+++ RAW DATA +++
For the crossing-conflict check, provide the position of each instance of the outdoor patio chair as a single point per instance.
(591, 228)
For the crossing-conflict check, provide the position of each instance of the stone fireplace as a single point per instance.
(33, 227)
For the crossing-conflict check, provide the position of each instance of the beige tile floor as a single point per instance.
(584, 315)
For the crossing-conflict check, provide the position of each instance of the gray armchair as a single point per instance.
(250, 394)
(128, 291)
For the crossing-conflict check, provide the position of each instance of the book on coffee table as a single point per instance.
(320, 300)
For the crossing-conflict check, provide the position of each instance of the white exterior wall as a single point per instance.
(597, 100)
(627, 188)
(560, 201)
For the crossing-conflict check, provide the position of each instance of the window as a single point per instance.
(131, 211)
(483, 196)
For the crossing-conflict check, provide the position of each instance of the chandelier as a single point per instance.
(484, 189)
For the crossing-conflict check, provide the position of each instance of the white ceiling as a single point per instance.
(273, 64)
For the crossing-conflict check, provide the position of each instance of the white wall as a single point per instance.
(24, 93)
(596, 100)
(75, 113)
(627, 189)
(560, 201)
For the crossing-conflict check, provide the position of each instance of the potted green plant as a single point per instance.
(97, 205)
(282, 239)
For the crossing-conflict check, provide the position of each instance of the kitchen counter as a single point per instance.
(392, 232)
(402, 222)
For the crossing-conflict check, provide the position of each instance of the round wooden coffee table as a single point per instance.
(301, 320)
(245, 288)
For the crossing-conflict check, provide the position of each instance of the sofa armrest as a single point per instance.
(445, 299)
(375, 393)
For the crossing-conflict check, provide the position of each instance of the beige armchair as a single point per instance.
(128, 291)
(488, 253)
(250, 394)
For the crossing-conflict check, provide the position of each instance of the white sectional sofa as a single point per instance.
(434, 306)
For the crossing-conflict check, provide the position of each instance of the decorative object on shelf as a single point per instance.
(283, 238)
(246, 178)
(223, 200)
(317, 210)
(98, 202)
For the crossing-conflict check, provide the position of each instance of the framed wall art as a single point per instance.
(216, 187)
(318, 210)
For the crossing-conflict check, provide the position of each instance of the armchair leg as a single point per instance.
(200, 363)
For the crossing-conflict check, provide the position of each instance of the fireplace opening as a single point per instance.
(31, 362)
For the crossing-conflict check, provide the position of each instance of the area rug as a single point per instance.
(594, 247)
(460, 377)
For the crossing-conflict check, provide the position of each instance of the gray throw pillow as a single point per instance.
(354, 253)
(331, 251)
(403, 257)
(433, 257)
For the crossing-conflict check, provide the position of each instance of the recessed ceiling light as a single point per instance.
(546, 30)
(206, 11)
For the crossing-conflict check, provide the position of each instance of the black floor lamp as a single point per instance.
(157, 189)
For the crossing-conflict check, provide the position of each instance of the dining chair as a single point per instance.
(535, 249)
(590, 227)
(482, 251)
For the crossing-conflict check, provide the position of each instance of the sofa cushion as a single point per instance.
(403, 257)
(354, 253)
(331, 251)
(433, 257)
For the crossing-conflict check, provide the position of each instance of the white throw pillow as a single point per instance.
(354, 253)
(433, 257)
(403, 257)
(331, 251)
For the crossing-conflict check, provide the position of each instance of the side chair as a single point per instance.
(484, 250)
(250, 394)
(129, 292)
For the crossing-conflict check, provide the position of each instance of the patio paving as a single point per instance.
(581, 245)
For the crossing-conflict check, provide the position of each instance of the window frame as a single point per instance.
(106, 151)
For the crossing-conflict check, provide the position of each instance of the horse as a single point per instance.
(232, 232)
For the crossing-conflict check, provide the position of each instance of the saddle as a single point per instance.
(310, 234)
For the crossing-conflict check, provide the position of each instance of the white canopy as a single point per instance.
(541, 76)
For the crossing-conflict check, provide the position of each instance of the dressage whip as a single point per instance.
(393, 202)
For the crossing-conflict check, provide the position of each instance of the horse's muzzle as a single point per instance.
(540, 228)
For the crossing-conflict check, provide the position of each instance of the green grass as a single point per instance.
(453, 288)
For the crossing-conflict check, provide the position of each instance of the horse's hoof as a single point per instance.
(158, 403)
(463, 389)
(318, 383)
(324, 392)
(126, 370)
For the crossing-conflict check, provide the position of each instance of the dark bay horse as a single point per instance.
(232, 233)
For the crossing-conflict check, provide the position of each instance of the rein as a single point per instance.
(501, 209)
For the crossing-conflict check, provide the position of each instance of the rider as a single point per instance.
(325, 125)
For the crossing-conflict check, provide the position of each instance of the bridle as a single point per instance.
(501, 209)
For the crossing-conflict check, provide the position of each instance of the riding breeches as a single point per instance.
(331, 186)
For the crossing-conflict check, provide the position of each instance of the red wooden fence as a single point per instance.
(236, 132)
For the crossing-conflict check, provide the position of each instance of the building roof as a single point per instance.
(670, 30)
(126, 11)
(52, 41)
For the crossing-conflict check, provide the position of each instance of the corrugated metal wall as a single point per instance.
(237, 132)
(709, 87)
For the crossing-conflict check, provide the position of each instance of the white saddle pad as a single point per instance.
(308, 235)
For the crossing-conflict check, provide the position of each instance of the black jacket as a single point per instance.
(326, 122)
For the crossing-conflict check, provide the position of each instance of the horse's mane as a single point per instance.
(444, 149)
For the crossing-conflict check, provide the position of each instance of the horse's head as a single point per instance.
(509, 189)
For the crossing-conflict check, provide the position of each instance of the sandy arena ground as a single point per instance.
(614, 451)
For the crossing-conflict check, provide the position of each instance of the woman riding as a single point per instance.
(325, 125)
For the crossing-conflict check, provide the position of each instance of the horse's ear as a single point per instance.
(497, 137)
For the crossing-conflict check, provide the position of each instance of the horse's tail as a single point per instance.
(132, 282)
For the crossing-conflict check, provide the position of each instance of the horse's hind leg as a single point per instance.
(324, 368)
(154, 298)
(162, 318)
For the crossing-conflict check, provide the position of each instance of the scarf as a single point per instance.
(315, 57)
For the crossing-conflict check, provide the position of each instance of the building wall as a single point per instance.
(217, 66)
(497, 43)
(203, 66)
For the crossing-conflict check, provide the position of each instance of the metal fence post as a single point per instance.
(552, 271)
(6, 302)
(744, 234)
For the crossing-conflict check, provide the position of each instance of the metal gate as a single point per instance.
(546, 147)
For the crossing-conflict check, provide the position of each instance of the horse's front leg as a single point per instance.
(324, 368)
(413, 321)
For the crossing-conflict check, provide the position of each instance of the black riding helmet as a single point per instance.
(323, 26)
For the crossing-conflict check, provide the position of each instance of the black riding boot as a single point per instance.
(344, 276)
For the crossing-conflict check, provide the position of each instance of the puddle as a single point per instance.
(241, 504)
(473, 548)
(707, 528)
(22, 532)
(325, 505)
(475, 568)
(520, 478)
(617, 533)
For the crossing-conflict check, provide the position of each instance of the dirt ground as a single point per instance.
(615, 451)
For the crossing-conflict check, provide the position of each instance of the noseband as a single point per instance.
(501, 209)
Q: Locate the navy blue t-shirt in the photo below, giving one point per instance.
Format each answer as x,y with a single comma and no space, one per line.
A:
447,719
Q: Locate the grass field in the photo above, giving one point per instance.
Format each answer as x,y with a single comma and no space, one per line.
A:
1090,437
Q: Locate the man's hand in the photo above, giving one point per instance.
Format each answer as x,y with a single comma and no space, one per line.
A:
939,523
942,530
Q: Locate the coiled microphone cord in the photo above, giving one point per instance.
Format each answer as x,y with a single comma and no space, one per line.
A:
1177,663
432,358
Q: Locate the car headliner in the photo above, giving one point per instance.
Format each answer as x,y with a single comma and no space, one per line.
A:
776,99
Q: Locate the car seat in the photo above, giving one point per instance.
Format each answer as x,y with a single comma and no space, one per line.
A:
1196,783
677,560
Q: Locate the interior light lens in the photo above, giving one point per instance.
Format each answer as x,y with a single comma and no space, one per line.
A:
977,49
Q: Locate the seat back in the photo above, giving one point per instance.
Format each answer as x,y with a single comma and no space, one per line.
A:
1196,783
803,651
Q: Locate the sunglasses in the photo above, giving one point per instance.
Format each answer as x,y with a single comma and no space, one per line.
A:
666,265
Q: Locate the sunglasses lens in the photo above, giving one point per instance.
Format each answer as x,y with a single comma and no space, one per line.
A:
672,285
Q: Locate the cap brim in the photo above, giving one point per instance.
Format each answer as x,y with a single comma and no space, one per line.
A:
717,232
+++
## PROBLEM STATEMENT
Find the line containing "Q: Locate the seat" in the material above. Print it and every line after it through the end, exactly and only those.

## WRITTEN RESPONSE
Q: Locate the seat back in the photo above, giving one point per instance.
Format each answer as x,y with a single comma and no space, one per line.
A:
1196,783
803,651
Q: Locate the sunglasses in the photo above, giving one point per instance.
Format each answer as x,y with a single comma and no space, one per line.
A:
666,265
Q: Locate the sunglasses lens in the photo above, giving one point per instance.
Format each answer as x,y with a single comma and no space, one per line.
A:
672,285
Q: Locate the cap brim in the photo above, giving one point per instance.
Format each answer as x,y with a single comma and no space, one per line.
A:
717,232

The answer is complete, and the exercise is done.